Objective> Find "Please mark the foliage" in the data, then restate the line it sits in and every later line word for word, ending with the last line.

Material for the task>
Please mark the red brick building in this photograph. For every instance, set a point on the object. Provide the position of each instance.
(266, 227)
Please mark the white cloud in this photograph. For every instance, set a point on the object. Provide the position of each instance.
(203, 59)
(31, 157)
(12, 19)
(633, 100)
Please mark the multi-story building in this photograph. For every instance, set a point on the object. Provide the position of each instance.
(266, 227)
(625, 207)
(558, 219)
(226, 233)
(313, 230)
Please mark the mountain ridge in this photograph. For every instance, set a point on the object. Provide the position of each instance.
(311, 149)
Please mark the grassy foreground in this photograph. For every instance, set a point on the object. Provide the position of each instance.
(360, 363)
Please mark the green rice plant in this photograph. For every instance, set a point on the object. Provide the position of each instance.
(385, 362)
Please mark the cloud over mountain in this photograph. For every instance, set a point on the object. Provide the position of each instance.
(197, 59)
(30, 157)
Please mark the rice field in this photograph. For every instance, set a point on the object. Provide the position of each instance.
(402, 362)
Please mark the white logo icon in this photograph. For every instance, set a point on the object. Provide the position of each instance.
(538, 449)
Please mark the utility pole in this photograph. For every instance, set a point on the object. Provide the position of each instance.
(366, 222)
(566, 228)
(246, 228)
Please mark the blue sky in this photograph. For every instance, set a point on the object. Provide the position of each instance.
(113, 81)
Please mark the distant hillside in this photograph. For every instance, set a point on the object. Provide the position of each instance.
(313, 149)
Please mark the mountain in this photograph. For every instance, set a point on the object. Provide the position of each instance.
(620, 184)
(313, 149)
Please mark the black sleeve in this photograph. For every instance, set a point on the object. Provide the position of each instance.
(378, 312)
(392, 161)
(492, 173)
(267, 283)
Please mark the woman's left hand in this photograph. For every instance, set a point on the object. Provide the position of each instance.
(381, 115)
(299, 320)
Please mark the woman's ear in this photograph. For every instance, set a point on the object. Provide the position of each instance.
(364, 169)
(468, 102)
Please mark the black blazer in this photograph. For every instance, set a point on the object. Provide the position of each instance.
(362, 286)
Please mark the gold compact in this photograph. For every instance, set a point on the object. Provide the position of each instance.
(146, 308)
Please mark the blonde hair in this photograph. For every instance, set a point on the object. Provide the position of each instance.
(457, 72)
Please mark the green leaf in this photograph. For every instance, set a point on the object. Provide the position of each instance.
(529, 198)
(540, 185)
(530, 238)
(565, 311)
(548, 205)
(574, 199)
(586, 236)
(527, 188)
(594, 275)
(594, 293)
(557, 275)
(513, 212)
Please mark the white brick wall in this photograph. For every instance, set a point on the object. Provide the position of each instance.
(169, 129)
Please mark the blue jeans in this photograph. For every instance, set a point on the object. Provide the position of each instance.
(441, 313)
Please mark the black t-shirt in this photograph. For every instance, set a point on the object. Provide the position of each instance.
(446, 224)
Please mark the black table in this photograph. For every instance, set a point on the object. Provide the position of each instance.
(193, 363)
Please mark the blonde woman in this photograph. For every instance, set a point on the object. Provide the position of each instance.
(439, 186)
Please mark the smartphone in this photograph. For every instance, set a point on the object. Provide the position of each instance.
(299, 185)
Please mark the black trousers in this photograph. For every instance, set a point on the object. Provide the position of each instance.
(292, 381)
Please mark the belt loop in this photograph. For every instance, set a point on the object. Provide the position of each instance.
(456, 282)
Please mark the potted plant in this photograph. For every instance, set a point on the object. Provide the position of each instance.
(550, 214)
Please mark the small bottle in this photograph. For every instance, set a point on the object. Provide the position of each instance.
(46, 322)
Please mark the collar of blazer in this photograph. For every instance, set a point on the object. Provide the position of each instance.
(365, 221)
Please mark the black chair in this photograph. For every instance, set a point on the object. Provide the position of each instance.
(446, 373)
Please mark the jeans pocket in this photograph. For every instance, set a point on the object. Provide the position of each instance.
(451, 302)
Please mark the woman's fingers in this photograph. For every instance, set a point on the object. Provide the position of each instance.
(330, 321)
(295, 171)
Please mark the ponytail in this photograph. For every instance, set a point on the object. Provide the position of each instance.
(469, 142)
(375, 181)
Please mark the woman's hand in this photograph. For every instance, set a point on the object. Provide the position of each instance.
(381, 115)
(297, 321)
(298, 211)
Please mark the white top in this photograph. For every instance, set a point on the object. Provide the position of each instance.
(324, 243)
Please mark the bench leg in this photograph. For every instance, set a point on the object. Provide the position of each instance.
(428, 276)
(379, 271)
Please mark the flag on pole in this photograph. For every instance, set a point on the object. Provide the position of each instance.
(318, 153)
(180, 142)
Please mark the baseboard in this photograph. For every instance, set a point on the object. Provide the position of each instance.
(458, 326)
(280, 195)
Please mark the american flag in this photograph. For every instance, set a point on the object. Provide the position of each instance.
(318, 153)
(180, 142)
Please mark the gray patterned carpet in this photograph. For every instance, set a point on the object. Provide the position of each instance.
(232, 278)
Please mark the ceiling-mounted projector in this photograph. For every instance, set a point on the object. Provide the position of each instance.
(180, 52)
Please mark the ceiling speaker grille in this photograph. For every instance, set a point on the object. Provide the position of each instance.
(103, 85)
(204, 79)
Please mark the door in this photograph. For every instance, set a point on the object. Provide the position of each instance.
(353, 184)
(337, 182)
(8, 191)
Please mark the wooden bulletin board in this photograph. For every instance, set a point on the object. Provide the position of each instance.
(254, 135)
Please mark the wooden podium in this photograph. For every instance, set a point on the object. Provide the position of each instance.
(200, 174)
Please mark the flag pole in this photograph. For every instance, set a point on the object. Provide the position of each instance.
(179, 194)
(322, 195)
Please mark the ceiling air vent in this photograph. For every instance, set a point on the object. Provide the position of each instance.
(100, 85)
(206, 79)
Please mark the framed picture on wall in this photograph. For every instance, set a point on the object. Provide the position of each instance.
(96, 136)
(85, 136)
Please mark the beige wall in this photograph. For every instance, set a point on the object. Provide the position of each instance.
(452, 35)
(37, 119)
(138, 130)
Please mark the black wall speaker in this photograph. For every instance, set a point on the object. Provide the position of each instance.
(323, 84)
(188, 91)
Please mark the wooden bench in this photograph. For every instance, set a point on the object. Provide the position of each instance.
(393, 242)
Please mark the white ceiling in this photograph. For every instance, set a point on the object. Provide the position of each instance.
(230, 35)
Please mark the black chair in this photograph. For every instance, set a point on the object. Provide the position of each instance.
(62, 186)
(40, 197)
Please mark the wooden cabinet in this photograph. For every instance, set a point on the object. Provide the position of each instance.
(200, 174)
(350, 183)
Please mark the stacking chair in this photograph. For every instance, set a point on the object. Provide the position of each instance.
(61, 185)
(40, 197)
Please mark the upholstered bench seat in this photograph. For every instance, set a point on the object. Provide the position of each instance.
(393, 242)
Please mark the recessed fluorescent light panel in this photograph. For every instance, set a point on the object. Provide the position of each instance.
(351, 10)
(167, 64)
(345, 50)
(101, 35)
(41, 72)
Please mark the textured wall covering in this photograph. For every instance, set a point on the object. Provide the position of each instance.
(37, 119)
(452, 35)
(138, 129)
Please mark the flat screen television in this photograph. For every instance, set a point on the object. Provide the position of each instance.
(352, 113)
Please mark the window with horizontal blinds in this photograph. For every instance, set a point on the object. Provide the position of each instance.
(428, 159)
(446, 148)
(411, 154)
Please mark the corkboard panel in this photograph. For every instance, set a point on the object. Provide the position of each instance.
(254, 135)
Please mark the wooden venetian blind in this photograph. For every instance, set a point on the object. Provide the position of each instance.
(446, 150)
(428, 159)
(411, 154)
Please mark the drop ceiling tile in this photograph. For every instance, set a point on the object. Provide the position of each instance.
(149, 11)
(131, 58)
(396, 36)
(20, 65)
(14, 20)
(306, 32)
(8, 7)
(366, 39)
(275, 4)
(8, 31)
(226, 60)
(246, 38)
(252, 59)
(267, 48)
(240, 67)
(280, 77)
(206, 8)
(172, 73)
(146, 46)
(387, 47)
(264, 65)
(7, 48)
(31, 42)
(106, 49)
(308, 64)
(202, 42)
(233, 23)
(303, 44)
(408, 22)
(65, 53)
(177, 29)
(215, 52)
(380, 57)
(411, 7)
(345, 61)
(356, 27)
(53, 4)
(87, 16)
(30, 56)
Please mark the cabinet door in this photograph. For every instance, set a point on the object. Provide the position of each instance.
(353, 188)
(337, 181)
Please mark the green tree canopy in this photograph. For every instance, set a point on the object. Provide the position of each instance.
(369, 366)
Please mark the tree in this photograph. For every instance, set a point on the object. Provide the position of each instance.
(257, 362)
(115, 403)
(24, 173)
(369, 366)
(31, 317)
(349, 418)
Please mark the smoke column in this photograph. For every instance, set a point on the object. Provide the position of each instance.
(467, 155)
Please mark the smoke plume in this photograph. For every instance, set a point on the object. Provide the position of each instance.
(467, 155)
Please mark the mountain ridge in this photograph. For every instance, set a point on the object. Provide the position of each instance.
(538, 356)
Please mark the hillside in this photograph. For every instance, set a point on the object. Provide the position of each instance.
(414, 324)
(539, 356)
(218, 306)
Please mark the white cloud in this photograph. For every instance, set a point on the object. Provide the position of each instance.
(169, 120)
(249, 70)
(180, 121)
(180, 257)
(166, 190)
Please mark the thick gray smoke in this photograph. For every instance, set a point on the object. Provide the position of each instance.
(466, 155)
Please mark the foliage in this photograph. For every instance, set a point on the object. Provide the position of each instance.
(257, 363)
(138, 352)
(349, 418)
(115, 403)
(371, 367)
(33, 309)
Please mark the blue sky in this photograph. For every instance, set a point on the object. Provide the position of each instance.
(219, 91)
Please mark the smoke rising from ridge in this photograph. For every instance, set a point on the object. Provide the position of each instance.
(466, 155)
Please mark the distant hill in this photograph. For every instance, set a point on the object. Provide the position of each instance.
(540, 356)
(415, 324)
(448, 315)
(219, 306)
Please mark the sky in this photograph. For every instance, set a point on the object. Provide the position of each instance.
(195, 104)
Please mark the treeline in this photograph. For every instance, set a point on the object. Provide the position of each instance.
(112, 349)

Solution for this problem>
Please mark the foliage in this photograph. For every instance, set a point on the object. Provide the position of each instance.
(257, 363)
(138, 352)
(349, 418)
(115, 403)
(371, 367)
(33, 309)
Please mark the blue sky in this photograph. For every instance, set a point on the object. Provide the position of each instance.
(219, 91)
Please mark the smoke rising from ridge in this photograph. For every instance, set a point on the object. Provide the position of each instance.
(466, 155)
Please mark the distant hill in this photograph. For every instance, set a point on the object. Provide the position of each instance.
(540, 356)
(415, 324)
(448, 315)
(219, 306)
Please mark the sky in this photograph. For every instance, set a point on the object. Provide the position of each instance.
(195, 104)
Please mark the treeline in this photograph. For every instance, set a point on the object. Provide the position of each instance.
(112, 349)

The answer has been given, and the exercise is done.